- [Work instructions]
Check every line below for the word "target" and copy each one that has it.

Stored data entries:

════

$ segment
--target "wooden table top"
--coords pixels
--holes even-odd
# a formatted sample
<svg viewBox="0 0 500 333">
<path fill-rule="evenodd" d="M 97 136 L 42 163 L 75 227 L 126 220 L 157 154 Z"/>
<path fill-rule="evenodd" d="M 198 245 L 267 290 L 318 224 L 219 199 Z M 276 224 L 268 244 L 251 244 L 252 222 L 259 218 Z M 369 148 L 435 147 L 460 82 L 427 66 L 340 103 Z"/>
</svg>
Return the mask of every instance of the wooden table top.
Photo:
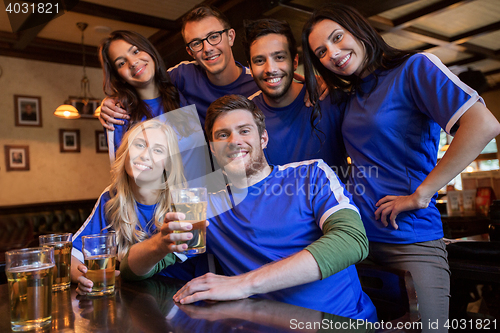
<svg viewBox="0 0 500 333">
<path fill-rule="evenodd" d="M 264 299 L 180 305 L 172 296 L 183 282 L 161 276 L 117 281 L 112 296 L 78 296 L 76 285 L 52 293 L 52 327 L 37 332 L 317 332 L 305 323 L 349 323 L 348 318 Z M 336 330 L 324 332 L 331 331 Z M 0 285 L 0 332 L 10 332 L 7 284 Z"/>
</svg>

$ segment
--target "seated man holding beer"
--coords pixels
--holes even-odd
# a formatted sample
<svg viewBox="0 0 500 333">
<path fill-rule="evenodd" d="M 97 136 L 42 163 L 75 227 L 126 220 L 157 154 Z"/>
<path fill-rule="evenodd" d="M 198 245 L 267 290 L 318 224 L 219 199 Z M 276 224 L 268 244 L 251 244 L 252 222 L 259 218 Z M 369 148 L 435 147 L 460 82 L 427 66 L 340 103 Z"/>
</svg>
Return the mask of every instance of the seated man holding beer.
<svg viewBox="0 0 500 333">
<path fill-rule="evenodd" d="M 211 194 L 207 248 L 225 275 L 207 273 L 174 300 L 235 300 L 258 295 L 353 319 L 376 321 L 354 264 L 368 240 L 351 195 L 322 160 L 269 165 L 264 115 L 239 95 L 213 102 L 205 129 L 229 184 Z M 134 244 L 122 261 L 127 278 L 164 268 L 169 252 L 184 250 L 190 230 L 181 213 L 168 213 L 160 233 Z M 185 239 L 185 238 L 184 238 Z M 168 248 L 168 250 L 166 250 Z M 171 256 L 169 254 L 167 257 Z"/>
</svg>

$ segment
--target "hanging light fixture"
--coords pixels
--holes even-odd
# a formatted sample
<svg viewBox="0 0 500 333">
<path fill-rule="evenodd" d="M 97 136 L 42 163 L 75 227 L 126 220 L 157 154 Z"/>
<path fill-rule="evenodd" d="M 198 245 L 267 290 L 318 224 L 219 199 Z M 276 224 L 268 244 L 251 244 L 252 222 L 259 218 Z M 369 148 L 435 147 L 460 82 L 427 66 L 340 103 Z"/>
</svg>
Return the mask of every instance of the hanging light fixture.
<svg viewBox="0 0 500 333">
<path fill-rule="evenodd" d="M 76 24 L 78 29 L 82 32 L 82 62 L 83 62 L 83 77 L 82 80 L 80 81 L 80 95 L 78 97 L 78 101 L 83 103 L 84 107 L 89 103 L 90 99 L 93 99 L 92 94 L 90 93 L 90 81 L 87 77 L 87 72 L 85 70 L 85 45 L 83 43 L 83 32 L 85 29 L 87 29 L 88 24 L 84 22 L 78 22 Z M 60 105 L 56 111 L 54 112 L 54 115 L 57 117 L 61 118 L 66 118 L 66 119 L 76 119 L 80 118 L 80 113 L 78 110 L 70 104 L 70 99 L 66 100 L 64 102 L 65 104 Z M 97 111 L 97 110 L 96 110 Z M 94 113 L 95 116 L 95 113 Z"/>
<path fill-rule="evenodd" d="M 65 103 L 69 103 L 66 101 Z M 80 118 L 80 113 L 78 110 L 71 104 L 62 104 L 57 107 L 54 111 L 54 116 L 66 119 L 77 119 Z"/>
<path fill-rule="evenodd" d="M 101 106 L 99 105 L 97 109 L 95 109 L 94 111 L 94 117 L 99 118 L 100 115 L 101 115 Z"/>
</svg>

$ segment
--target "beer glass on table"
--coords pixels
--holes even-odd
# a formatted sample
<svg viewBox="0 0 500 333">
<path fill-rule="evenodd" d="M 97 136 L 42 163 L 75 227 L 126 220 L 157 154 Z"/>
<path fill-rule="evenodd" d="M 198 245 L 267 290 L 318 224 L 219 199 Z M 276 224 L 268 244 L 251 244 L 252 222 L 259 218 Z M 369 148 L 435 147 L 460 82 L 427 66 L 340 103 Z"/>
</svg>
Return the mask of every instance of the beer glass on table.
<svg viewBox="0 0 500 333">
<path fill-rule="evenodd" d="M 115 291 L 116 235 L 114 232 L 82 236 L 83 257 L 92 281 L 88 296 L 102 296 Z"/>
<path fill-rule="evenodd" d="M 40 235 L 40 246 L 54 248 L 54 273 L 52 290 L 64 290 L 71 284 L 71 233 Z"/>
<path fill-rule="evenodd" d="M 204 253 L 207 239 L 207 189 L 204 187 L 173 189 L 171 195 L 171 210 L 184 213 L 186 218 L 181 222 L 188 222 L 193 225 L 193 228 L 189 231 L 174 231 L 176 233 L 191 232 L 193 234 L 193 238 L 186 242 L 188 248 L 183 253 Z M 181 243 L 183 242 L 177 242 L 177 244 Z"/>
<path fill-rule="evenodd" d="M 50 324 L 54 249 L 7 251 L 5 260 L 12 330 L 29 331 Z"/>
</svg>

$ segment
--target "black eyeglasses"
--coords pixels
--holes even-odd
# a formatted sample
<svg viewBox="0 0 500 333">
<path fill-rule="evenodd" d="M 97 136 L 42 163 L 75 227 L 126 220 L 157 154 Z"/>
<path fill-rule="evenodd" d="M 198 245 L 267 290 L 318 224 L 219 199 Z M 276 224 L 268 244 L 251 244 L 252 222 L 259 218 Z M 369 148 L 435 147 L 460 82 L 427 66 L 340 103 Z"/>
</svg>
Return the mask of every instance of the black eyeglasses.
<svg viewBox="0 0 500 333">
<path fill-rule="evenodd" d="M 208 35 L 206 38 L 203 39 L 193 39 L 189 43 L 186 44 L 187 47 L 193 52 L 198 52 L 203 50 L 204 46 L 204 41 L 207 41 L 208 44 L 215 46 L 219 44 L 222 40 L 222 34 L 228 31 L 229 29 L 224 29 L 221 31 L 214 31 L 210 35 Z"/>
</svg>

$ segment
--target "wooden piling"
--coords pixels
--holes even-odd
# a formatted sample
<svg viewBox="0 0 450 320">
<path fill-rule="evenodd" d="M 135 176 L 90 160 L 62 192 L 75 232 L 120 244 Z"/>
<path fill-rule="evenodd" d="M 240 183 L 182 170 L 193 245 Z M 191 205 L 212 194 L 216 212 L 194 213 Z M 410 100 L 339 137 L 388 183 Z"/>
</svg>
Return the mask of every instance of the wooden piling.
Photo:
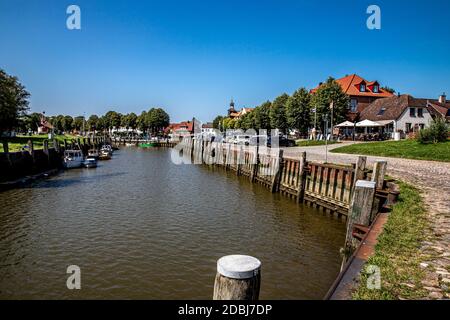
<svg viewBox="0 0 450 320">
<path fill-rule="evenodd" d="M 370 225 L 374 198 L 375 182 L 358 180 L 353 191 L 347 219 L 347 234 L 345 237 L 345 251 L 347 256 L 353 252 L 357 244 L 353 237 L 354 226 L 368 227 Z"/>
<path fill-rule="evenodd" d="M 298 172 L 297 203 L 302 203 L 305 198 L 306 166 L 306 152 L 302 152 L 300 154 L 300 169 Z"/>
<path fill-rule="evenodd" d="M 386 167 L 386 161 L 376 161 L 373 164 L 372 181 L 375 182 L 375 187 L 379 190 L 383 189 Z"/>
<path fill-rule="evenodd" d="M 356 167 L 355 167 L 355 176 L 354 176 L 354 182 L 353 182 L 353 188 L 356 185 L 356 181 L 358 180 L 364 180 L 364 174 L 365 174 L 365 170 L 366 170 L 366 162 L 367 162 L 367 157 L 358 157 L 358 161 L 356 162 Z"/>
<path fill-rule="evenodd" d="M 251 256 L 231 255 L 217 261 L 214 300 L 258 300 L 261 262 Z"/>
<path fill-rule="evenodd" d="M 272 183 L 270 186 L 270 190 L 272 193 L 278 191 L 278 187 L 280 185 L 280 176 L 281 176 L 281 170 L 283 168 L 283 150 L 278 150 L 278 155 L 275 161 L 272 164 L 274 165 L 274 168 L 272 168 Z"/>
</svg>

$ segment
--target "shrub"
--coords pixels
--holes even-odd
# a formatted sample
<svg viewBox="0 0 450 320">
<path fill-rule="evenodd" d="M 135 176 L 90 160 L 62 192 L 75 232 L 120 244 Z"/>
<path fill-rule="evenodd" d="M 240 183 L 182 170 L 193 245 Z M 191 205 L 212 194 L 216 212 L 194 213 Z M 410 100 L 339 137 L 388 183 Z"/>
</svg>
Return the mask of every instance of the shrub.
<svg viewBox="0 0 450 320">
<path fill-rule="evenodd" d="M 448 125 L 441 118 L 435 119 L 426 129 L 420 130 L 417 141 L 420 143 L 438 143 L 447 141 L 449 134 Z"/>
</svg>

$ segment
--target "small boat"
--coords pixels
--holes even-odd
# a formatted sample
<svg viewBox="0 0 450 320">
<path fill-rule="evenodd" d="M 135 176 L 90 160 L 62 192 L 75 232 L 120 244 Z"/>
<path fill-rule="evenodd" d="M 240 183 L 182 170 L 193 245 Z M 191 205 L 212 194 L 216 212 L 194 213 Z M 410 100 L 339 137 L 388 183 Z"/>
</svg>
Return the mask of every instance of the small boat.
<svg viewBox="0 0 450 320">
<path fill-rule="evenodd" d="M 94 157 L 87 157 L 86 160 L 83 161 L 83 166 L 85 168 L 97 168 L 97 159 Z"/>
<path fill-rule="evenodd" d="M 139 147 L 141 148 L 152 148 L 152 147 L 156 147 L 158 144 L 156 142 L 144 142 L 144 143 L 140 143 Z"/>
<path fill-rule="evenodd" d="M 100 154 L 98 156 L 99 160 L 110 160 L 111 154 L 106 150 L 100 150 Z"/>
<path fill-rule="evenodd" d="M 81 150 L 66 150 L 63 161 L 67 169 L 80 168 L 84 161 L 83 153 Z"/>
<path fill-rule="evenodd" d="M 91 149 L 88 151 L 88 158 L 98 159 L 98 151 L 96 149 Z"/>
<path fill-rule="evenodd" d="M 113 148 L 111 147 L 111 145 L 109 144 L 105 144 L 102 146 L 102 148 L 100 149 L 100 153 L 109 153 L 110 156 L 112 156 L 113 154 Z"/>
<path fill-rule="evenodd" d="M 127 147 L 132 147 L 132 146 L 134 146 L 134 143 L 131 143 L 131 142 L 125 142 L 125 146 L 127 146 Z"/>
</svg>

════

- [Answer below]
--target "wooden table top"
--target "seated man holding beer"
--target "hanging light fixture"
--target "beer glass on table"
--target "black eyeglasses"
--target "wooden piling"
--target "shrub"
--target "small boat"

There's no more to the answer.